**WORK TO BE COMPLETED:**
Rescale the records from the start through the line containing "[(695, 403)]", both ends included. Write out every line in that span, multiplying each coordinate in the answers by 0.75 and rounding to whole numbers with halves rounded up, and leave all other text unchanged.

**INFORMATION SHOWN:**
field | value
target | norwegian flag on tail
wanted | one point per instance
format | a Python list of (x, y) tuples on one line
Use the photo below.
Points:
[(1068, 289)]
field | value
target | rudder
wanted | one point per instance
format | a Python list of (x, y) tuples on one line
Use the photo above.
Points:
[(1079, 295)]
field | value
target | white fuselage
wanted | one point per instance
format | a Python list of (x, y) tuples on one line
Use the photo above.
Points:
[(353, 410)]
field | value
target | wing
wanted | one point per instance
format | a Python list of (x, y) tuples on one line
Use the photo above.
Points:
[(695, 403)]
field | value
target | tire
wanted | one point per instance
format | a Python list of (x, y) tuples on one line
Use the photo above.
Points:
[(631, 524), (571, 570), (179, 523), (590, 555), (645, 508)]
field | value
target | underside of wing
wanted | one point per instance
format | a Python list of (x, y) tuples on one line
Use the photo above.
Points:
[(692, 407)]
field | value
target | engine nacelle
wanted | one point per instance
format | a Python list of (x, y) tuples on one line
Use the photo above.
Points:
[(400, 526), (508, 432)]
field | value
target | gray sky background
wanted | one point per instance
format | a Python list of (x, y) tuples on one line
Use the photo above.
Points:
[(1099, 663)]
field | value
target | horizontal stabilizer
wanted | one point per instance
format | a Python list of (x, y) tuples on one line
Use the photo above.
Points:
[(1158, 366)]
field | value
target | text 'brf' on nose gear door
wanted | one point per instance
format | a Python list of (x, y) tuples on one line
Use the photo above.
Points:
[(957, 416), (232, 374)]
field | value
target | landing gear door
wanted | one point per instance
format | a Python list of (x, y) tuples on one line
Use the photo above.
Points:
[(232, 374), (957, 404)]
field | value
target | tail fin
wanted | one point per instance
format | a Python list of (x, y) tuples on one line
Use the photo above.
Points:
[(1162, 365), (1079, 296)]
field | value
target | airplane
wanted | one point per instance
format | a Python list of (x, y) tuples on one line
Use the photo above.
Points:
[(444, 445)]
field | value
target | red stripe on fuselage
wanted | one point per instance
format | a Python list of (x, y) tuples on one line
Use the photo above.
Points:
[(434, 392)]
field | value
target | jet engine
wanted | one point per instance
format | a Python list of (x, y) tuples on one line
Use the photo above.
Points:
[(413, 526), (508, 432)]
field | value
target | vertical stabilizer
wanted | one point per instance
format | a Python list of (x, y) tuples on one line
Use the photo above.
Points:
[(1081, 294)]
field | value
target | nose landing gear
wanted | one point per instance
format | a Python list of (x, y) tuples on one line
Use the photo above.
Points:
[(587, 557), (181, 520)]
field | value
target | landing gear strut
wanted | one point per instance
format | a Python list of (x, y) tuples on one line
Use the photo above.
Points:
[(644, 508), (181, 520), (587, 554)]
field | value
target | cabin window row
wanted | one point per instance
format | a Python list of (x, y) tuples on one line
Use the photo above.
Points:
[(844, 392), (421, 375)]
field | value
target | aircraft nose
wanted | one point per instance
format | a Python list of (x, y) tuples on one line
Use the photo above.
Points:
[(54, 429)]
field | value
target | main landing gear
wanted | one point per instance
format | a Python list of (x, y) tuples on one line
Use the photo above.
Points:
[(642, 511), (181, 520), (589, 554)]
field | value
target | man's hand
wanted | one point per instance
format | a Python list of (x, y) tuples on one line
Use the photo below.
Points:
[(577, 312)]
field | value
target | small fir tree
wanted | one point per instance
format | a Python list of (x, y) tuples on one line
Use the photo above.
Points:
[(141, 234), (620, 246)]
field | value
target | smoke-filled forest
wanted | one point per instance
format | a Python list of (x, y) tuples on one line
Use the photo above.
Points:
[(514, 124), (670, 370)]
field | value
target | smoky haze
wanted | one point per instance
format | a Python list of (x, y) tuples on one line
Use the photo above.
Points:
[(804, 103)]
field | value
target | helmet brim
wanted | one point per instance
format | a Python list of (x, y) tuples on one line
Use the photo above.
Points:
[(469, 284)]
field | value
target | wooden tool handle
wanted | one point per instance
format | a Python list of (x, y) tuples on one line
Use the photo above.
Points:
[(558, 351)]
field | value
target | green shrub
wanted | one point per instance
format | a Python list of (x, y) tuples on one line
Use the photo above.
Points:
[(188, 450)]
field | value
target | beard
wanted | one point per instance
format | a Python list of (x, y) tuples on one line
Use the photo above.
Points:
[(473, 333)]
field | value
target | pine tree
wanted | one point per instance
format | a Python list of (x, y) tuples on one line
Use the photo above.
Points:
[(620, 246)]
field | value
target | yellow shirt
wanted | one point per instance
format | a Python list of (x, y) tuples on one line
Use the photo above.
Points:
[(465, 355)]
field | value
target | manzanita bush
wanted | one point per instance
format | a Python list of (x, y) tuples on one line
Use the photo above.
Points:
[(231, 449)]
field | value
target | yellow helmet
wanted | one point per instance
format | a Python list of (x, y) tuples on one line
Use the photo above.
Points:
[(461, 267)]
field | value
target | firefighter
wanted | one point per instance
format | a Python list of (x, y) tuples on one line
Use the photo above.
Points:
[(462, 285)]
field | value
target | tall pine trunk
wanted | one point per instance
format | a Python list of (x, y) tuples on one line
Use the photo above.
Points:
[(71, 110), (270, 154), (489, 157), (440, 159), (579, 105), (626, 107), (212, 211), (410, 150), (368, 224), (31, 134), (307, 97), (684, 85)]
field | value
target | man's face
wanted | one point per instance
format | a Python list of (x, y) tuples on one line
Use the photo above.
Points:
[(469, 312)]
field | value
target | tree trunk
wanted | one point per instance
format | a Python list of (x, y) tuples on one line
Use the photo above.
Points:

**SOLUTION TO THIS EXERCISE:**
field | value
target | norwegian flag on tail
wanted | one point per instance
format | a Python list of (x, y) tuples on one line
Use the photo below.
Points:
[(801, 217)]
field | value
target | rudder
wanted | one point per instance
format | a Python list of (x, y) tuples on one line
Use the photo above.
Points:
[(809, 221)]
field | value
target | white fuselage
wanted | one point per instance
format | a Python list of (x, y) tuples on one line
Use the photo above.
Points:
[(265, 308)]
field | value
target | wing
wanted | one point per instance
format | a Python list of (x, y) tuples on one line
Use the photo above.
Points:
[(521, 302)]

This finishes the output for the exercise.